Listing
+-------+
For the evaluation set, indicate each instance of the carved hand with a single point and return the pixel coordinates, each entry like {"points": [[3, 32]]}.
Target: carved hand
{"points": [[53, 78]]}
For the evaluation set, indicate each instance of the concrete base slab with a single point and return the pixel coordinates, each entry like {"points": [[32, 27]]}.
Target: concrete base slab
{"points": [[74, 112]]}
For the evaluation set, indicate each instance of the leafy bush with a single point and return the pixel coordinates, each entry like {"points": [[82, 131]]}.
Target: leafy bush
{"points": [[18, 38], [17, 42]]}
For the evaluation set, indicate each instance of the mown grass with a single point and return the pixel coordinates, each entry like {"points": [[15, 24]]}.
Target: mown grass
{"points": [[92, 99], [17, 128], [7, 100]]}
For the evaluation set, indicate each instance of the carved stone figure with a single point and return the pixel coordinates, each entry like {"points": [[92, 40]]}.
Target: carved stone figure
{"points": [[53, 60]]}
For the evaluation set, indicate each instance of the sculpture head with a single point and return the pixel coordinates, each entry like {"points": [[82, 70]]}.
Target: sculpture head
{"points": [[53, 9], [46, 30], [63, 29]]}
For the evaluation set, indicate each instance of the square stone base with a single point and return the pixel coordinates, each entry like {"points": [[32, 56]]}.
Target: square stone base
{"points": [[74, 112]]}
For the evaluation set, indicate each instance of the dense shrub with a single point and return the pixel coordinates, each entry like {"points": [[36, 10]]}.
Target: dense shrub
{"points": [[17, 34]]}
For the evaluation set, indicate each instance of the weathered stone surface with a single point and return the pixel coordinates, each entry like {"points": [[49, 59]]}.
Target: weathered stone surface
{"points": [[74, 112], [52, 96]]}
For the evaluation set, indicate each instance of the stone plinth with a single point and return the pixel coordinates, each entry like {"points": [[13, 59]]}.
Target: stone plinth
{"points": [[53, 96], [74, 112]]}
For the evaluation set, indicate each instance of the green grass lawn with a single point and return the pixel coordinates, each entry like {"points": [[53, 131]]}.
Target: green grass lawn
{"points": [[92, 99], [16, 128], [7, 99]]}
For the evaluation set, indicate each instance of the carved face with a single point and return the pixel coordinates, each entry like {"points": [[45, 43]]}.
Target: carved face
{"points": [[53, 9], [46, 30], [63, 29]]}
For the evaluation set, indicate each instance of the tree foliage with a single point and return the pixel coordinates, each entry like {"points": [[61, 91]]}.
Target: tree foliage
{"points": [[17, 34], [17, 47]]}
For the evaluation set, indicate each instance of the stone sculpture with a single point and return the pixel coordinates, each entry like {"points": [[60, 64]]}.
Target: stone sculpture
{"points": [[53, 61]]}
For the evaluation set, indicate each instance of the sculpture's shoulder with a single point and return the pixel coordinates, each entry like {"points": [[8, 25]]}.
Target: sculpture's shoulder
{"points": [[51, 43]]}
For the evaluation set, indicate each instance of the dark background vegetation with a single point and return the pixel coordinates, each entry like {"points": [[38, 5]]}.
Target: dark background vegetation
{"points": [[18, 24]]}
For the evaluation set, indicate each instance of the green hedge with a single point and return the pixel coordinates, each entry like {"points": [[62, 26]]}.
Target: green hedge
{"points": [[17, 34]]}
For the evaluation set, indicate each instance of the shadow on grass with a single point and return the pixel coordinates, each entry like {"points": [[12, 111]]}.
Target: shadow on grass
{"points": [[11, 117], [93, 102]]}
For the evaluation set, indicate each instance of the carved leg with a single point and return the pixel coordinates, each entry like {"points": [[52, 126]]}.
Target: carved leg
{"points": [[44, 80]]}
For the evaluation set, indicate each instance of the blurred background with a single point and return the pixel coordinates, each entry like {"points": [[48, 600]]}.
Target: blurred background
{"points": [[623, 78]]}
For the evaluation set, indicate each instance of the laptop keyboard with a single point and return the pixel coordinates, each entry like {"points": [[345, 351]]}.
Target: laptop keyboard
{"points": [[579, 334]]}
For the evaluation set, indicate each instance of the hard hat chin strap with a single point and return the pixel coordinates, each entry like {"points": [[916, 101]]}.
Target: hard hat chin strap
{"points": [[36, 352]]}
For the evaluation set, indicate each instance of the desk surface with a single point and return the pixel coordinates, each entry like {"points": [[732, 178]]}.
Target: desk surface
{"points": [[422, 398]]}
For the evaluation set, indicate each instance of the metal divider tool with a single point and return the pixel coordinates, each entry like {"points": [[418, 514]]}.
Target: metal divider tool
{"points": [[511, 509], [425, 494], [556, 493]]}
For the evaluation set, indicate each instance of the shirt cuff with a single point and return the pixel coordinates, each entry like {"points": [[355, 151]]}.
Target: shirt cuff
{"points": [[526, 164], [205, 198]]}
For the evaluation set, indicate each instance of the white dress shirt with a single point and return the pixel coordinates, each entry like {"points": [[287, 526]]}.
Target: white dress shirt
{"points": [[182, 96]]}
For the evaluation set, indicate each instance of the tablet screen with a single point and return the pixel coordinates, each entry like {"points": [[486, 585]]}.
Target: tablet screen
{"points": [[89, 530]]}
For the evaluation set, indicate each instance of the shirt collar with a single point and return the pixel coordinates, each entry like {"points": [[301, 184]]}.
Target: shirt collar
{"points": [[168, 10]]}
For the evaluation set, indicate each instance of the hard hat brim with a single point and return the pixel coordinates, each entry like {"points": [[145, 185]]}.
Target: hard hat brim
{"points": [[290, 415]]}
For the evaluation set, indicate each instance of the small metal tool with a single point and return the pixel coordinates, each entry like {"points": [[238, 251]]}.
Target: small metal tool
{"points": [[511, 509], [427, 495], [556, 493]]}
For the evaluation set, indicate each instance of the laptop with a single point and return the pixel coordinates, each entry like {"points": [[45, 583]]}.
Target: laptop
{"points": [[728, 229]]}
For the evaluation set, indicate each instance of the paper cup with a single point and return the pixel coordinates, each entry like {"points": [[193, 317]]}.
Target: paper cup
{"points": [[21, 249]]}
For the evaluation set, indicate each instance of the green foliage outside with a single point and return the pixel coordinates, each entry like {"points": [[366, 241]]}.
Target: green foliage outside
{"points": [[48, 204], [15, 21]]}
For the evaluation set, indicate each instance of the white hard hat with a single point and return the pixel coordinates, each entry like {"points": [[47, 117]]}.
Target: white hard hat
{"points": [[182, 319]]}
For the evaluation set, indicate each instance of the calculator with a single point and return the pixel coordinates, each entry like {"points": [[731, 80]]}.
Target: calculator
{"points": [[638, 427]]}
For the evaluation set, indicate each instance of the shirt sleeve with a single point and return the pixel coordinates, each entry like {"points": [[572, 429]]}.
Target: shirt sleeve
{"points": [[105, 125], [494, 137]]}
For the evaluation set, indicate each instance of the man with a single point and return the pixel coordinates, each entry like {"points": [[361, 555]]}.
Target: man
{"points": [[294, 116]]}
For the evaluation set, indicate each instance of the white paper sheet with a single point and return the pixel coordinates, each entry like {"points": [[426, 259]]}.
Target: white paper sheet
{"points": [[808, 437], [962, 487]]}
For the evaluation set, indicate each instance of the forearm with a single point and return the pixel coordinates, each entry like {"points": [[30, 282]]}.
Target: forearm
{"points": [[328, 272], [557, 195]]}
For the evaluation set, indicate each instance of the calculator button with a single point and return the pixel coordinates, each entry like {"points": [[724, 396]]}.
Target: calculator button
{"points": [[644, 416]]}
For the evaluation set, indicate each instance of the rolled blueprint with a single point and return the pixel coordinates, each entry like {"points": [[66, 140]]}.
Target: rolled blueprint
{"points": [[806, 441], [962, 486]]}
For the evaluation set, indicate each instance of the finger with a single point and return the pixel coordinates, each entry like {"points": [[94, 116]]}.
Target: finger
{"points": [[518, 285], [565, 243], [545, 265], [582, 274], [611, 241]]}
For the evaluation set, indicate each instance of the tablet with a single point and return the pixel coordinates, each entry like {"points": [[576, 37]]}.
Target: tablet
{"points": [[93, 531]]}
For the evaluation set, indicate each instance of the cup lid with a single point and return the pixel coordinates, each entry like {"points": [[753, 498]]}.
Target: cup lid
+-------+
Required task
Write out the rows again word for word, from the line containing "the tablet with" through the last line of the rows, both included.

Exercise result
For the evaluation set, indicate each instance of the tablet with a single point and return the pixel coordinates, each entry like {"points": [[576, 37]]}.
Target: tablet
{"points": [[93, 531]]}
For the evaluation set, indicate each instance of the cup lid with a single point and return the pixel coordinates, each entry like {"points": [[753, 498]]}.
Target: cup lid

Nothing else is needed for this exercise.